• Point localization data:
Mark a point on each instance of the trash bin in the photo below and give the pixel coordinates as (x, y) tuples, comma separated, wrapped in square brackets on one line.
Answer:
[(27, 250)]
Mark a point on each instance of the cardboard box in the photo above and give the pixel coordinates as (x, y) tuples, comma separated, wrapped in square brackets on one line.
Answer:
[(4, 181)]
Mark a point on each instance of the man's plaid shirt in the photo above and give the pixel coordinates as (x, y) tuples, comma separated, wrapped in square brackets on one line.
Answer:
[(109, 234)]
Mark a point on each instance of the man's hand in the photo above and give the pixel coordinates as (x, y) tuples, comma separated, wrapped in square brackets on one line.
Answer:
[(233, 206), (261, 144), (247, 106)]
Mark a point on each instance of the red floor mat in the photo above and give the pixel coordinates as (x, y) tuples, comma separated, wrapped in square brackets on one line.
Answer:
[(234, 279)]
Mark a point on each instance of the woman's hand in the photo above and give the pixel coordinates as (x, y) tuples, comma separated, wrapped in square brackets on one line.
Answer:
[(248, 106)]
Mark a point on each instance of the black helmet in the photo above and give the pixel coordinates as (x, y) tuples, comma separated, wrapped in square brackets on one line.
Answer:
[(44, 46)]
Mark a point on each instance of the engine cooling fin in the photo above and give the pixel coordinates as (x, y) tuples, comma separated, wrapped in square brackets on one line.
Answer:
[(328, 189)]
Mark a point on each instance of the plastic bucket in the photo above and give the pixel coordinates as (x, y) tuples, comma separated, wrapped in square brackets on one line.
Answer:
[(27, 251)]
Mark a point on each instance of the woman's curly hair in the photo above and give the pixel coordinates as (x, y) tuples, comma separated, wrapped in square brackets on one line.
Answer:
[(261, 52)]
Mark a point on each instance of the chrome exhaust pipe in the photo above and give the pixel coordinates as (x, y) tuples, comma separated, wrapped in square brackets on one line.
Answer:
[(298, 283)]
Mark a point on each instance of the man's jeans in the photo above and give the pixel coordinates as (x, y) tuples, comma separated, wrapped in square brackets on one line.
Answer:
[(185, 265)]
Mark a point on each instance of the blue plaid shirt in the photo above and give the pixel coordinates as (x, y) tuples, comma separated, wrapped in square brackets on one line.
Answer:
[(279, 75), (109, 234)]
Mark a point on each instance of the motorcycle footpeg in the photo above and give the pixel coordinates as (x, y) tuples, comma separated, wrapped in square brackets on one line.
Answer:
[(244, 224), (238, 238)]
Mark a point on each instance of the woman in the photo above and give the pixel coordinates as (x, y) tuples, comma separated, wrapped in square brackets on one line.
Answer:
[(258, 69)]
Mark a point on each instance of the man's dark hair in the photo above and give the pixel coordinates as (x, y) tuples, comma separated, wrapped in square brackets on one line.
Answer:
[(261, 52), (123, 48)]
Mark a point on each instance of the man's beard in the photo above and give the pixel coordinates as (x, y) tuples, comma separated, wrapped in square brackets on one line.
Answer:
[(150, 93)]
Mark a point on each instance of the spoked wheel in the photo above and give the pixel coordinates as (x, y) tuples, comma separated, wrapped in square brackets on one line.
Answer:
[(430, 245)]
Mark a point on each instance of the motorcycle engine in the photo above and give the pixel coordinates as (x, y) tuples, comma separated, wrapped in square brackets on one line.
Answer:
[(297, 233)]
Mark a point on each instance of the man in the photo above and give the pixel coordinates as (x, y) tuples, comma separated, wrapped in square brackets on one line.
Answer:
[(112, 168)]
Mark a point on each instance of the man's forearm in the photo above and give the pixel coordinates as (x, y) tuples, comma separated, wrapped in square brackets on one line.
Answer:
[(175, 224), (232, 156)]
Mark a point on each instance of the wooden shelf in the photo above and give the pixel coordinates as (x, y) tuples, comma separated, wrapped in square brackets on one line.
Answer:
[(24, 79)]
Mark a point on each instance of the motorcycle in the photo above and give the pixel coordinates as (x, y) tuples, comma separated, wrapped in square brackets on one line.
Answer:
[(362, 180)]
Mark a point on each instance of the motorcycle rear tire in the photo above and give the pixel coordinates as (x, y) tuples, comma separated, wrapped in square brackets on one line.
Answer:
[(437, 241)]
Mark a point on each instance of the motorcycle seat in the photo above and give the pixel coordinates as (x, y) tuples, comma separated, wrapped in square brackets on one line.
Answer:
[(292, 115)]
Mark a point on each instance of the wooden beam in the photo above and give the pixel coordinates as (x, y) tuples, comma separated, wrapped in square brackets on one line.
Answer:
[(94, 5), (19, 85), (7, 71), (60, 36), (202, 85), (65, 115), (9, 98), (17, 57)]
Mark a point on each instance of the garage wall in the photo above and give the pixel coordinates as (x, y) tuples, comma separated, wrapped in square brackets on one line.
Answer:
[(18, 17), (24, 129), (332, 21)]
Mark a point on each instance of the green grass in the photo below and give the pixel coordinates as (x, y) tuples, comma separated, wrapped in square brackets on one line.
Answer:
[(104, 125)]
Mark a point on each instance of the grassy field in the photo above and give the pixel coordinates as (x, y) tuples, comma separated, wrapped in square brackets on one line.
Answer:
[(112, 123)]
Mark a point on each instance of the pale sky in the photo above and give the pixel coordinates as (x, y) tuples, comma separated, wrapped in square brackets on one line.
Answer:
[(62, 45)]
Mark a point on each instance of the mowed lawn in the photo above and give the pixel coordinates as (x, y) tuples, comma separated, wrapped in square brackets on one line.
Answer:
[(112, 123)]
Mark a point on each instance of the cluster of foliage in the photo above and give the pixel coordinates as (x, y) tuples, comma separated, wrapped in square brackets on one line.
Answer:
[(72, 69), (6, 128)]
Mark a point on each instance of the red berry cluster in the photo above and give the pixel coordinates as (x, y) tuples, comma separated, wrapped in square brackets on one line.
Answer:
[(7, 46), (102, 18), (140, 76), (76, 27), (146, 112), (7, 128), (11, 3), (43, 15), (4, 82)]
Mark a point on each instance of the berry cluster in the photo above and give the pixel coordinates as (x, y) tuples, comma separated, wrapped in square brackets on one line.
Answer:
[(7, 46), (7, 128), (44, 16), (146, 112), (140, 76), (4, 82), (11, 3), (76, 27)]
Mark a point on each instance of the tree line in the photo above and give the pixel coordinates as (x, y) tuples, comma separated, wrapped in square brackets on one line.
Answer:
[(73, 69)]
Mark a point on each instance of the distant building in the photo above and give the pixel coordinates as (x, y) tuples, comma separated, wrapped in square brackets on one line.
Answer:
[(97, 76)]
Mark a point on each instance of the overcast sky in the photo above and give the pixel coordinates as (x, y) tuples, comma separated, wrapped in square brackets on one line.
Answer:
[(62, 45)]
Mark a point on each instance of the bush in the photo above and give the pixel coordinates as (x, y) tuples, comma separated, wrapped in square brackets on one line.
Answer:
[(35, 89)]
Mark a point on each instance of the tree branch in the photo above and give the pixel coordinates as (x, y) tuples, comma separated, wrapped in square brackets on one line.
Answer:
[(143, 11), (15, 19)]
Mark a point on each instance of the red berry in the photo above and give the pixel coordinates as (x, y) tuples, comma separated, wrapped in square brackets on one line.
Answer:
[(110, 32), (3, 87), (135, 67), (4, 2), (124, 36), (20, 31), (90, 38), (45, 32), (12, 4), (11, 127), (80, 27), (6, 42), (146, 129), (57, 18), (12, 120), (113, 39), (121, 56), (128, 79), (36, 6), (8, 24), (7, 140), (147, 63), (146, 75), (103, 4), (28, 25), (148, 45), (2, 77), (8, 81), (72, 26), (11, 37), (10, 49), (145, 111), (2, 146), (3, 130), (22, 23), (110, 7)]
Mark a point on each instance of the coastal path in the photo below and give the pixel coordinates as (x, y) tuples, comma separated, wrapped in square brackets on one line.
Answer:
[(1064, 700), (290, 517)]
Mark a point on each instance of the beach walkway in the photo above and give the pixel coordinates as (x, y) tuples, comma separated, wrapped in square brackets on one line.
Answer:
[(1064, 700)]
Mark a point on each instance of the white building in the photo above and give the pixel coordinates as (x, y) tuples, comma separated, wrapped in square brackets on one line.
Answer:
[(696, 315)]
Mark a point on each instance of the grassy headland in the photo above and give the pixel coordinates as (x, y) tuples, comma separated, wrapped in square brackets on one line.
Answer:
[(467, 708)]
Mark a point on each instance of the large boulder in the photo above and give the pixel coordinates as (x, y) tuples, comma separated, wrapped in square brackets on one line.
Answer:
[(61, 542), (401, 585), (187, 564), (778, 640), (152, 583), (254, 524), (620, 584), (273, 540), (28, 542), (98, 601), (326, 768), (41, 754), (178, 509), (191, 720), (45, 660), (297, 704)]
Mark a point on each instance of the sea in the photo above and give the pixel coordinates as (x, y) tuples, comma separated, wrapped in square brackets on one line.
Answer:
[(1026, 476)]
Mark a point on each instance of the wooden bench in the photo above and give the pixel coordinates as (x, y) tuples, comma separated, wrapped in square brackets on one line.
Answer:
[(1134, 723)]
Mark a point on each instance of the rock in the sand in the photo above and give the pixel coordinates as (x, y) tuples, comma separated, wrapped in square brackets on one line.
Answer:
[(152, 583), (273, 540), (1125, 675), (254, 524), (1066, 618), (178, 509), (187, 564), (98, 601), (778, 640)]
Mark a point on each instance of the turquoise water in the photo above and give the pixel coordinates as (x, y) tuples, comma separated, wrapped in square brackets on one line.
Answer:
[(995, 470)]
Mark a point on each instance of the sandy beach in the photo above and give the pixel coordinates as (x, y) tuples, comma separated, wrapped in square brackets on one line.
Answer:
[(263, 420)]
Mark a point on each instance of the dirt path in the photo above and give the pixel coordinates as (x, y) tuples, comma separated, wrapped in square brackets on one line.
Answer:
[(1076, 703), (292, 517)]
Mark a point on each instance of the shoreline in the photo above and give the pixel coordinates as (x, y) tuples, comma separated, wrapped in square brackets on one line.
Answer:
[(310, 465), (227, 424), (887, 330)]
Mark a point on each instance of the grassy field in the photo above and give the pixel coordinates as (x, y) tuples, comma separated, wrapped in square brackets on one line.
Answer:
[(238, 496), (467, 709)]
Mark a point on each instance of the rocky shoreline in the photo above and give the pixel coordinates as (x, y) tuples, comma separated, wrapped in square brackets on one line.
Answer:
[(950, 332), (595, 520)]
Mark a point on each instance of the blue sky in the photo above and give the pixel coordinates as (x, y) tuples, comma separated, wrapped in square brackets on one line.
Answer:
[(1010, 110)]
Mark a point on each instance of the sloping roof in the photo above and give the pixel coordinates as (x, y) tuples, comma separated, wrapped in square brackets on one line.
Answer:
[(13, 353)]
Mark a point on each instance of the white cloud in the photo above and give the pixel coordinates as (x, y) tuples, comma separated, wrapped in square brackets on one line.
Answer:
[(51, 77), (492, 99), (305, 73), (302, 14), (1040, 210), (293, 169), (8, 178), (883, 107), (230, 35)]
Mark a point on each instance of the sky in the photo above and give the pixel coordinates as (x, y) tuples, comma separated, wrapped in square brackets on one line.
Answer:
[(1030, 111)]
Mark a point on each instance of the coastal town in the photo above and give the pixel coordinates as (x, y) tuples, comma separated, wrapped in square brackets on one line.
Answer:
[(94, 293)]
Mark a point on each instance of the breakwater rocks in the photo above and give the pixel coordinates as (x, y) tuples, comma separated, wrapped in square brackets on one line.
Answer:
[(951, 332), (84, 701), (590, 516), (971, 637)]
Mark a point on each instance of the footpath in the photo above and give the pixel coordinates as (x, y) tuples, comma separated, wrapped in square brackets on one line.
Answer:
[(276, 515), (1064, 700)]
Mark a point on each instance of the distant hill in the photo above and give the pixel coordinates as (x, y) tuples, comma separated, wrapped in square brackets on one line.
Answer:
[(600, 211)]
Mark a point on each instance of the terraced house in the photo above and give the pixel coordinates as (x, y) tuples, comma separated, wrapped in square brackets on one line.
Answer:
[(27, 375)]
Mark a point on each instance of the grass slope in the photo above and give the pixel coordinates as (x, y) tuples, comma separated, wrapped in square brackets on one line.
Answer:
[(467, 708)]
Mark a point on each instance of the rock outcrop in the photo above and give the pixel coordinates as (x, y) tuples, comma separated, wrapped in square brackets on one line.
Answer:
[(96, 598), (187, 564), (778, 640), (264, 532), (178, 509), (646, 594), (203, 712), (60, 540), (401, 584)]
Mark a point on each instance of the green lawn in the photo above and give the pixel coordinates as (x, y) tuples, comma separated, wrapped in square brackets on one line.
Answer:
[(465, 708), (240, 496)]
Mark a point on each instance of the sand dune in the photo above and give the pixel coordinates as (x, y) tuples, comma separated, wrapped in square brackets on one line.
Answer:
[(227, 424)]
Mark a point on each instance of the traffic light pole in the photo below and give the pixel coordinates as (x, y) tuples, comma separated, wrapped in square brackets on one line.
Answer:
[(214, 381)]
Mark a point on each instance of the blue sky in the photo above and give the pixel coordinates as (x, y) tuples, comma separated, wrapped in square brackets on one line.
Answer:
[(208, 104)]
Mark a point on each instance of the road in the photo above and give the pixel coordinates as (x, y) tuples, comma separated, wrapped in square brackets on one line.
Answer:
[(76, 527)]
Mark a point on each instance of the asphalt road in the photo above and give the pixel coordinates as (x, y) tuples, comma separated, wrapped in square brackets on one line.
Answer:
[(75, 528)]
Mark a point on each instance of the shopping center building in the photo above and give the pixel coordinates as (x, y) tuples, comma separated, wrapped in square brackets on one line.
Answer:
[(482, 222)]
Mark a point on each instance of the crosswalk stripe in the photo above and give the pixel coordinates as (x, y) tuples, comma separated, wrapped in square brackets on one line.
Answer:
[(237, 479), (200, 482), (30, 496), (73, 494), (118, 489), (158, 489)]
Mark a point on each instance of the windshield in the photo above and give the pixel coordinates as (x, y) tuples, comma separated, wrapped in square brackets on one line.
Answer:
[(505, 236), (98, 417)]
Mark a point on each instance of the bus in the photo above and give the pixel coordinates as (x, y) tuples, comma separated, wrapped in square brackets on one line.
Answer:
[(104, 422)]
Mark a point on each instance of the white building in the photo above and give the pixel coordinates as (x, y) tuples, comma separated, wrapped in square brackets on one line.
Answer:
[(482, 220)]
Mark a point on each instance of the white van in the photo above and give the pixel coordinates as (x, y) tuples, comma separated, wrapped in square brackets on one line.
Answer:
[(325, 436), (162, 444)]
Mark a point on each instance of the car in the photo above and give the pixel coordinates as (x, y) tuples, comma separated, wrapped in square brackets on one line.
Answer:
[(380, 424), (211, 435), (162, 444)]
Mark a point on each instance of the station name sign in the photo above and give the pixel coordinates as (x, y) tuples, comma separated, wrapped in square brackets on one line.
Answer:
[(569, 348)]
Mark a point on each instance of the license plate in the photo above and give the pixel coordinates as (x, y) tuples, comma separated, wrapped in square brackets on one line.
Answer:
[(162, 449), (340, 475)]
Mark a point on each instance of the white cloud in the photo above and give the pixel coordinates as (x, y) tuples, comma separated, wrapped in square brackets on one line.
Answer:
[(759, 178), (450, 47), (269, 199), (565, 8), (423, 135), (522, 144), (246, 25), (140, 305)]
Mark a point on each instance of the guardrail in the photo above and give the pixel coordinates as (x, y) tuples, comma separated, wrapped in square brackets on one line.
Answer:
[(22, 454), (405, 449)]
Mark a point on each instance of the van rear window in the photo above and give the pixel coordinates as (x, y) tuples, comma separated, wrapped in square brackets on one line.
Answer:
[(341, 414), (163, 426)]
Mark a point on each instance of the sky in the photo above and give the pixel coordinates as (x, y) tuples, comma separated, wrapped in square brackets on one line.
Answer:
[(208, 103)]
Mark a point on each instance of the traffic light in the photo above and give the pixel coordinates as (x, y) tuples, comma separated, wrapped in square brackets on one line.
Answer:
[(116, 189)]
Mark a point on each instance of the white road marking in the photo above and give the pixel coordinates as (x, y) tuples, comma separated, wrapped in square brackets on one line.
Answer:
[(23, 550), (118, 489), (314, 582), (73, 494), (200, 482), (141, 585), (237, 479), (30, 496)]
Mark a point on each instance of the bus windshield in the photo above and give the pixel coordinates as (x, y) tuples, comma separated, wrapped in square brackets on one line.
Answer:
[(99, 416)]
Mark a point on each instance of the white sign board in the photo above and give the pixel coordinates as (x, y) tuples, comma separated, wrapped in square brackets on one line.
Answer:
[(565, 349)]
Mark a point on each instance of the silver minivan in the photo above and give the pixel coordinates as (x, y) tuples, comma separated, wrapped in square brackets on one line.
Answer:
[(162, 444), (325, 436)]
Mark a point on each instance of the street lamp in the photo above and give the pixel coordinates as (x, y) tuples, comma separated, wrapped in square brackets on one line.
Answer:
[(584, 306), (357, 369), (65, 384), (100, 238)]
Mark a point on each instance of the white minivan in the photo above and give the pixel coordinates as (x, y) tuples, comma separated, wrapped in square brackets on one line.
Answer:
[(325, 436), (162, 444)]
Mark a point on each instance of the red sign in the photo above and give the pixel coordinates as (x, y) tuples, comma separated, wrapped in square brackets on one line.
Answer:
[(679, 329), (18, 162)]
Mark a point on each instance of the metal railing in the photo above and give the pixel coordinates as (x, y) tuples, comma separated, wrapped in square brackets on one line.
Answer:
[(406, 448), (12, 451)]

• Task to complete:
Where does "shirt" appear in the records above? Copy each line that holds it.

• Task output:
Mark a point on each instance of the man's plaid shirt in the photo above and give the pixel coordinates as (x, y) tuples, comma separated, wrapped in square brackets on one line.
Mark a point on each instance of the blue plaid shirt in the photo above and give the pixel coordinates as (x, y) tuples, comma separated, wrapped in square brackets on one line.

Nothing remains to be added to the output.